**SOURCE MATERIAL**
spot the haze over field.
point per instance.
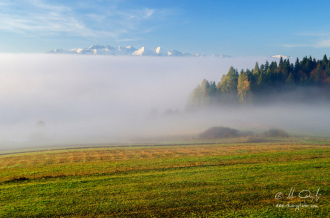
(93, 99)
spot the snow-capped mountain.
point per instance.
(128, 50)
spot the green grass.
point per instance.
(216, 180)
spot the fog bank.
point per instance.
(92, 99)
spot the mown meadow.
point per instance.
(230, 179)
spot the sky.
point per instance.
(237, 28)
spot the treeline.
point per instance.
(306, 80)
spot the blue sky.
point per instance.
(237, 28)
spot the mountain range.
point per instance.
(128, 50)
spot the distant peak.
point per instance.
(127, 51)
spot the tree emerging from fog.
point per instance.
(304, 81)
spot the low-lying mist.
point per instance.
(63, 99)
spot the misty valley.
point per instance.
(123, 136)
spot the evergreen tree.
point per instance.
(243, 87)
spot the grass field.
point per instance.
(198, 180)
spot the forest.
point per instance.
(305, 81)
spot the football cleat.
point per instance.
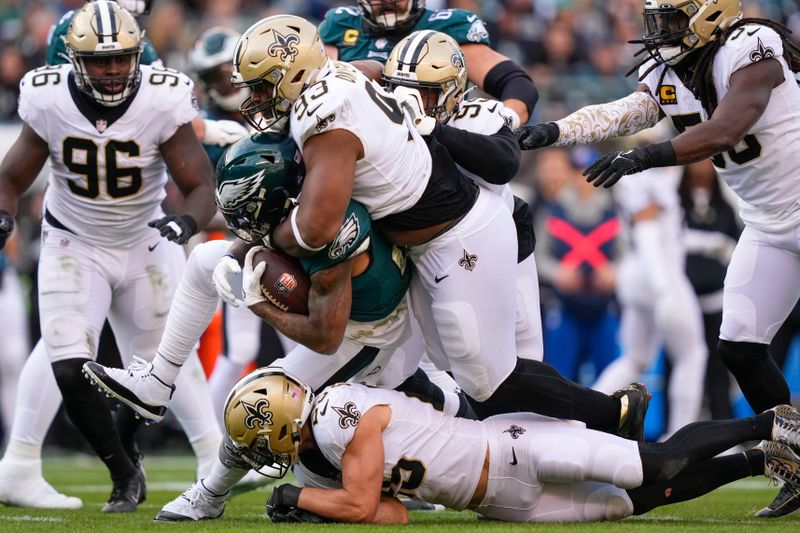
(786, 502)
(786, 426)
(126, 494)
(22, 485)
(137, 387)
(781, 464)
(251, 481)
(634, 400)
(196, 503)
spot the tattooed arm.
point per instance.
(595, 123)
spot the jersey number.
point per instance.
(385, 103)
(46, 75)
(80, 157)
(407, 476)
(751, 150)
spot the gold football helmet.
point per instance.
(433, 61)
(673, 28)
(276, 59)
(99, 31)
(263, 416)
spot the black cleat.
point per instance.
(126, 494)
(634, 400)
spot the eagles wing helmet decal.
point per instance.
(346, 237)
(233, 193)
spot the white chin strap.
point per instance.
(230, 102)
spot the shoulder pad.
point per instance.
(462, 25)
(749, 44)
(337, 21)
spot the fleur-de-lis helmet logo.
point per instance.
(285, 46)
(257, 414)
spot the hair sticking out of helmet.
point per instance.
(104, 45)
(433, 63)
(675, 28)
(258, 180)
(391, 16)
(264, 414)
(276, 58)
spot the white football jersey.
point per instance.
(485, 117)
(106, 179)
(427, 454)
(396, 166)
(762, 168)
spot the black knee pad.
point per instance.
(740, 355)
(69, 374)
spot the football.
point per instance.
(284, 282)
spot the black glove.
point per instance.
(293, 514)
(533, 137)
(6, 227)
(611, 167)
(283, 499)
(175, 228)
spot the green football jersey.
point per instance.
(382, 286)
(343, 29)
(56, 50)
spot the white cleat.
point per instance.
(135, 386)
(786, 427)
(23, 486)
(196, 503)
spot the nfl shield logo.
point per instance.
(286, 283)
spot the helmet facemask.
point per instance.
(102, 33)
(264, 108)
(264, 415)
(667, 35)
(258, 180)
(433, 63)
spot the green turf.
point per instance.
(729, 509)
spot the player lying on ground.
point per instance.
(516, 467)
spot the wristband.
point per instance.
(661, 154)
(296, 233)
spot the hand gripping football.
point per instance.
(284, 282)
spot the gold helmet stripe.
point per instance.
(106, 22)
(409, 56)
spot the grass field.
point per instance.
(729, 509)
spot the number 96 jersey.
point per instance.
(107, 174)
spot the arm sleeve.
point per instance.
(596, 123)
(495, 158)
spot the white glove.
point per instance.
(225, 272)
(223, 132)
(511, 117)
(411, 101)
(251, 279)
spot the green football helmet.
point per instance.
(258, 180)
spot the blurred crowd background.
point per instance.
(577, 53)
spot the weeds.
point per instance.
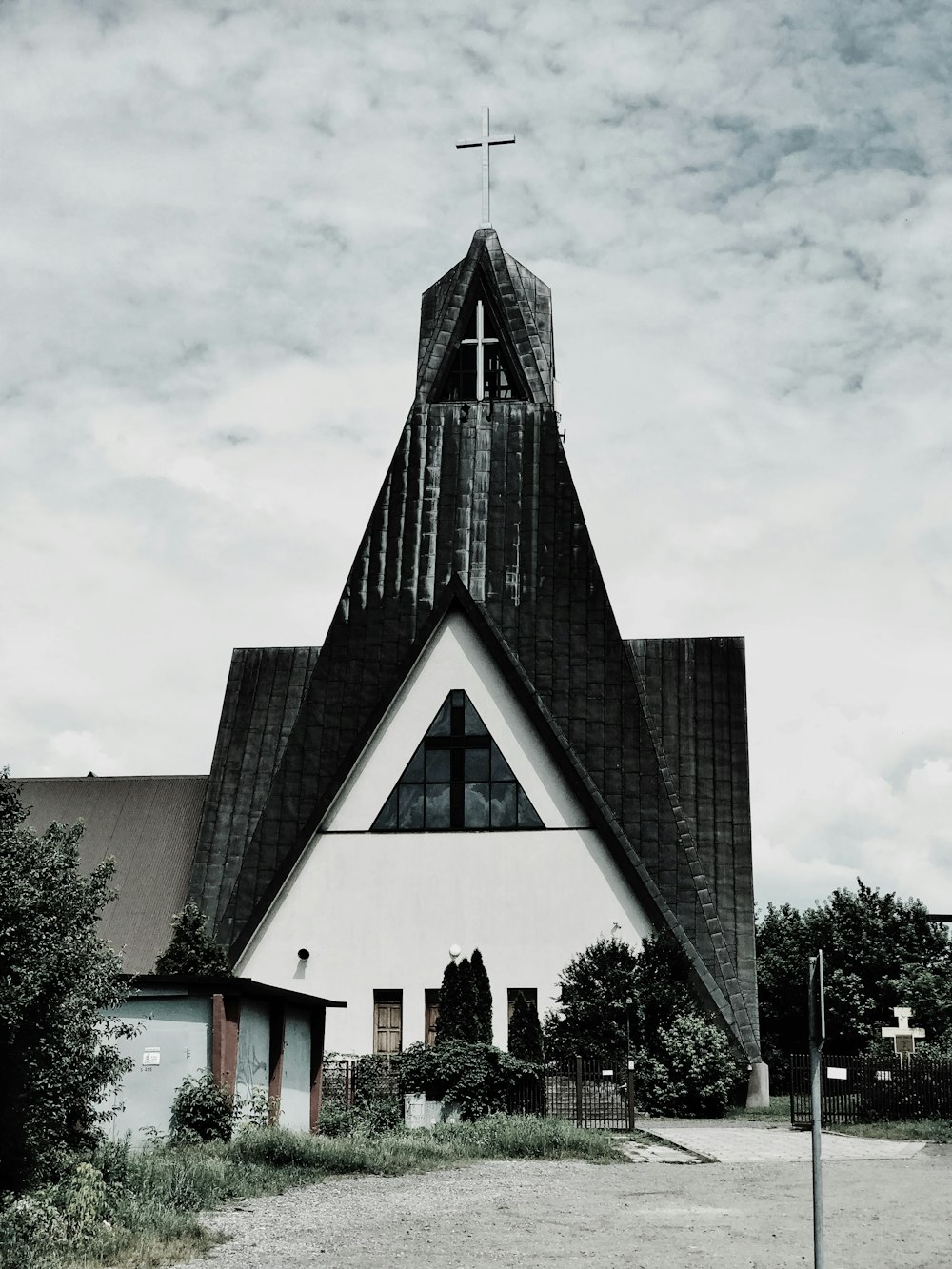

--

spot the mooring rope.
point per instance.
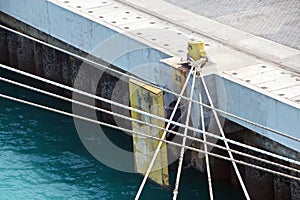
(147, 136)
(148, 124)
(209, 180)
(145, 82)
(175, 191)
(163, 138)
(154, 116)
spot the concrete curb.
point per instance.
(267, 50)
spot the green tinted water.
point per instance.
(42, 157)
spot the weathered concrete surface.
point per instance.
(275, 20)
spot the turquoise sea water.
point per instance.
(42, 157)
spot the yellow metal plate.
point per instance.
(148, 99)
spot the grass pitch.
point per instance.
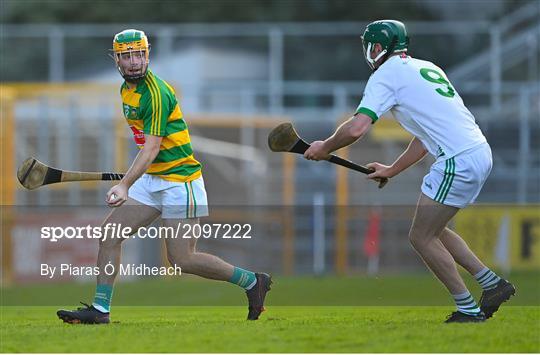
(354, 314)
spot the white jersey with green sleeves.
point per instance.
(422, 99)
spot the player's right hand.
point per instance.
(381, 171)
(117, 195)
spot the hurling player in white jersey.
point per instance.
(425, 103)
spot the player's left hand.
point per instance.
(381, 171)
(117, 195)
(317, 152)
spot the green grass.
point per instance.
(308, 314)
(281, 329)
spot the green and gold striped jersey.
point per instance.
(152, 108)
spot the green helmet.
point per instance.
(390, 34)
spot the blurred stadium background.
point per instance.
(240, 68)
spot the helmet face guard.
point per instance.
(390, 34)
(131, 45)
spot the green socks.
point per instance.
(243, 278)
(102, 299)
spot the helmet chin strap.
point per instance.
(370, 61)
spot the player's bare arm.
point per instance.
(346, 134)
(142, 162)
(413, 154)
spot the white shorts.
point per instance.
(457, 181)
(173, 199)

**AIM**
How many lines in the records above contain the word "white"? Reply with the number only.

**EXPECTED ANSWER**
7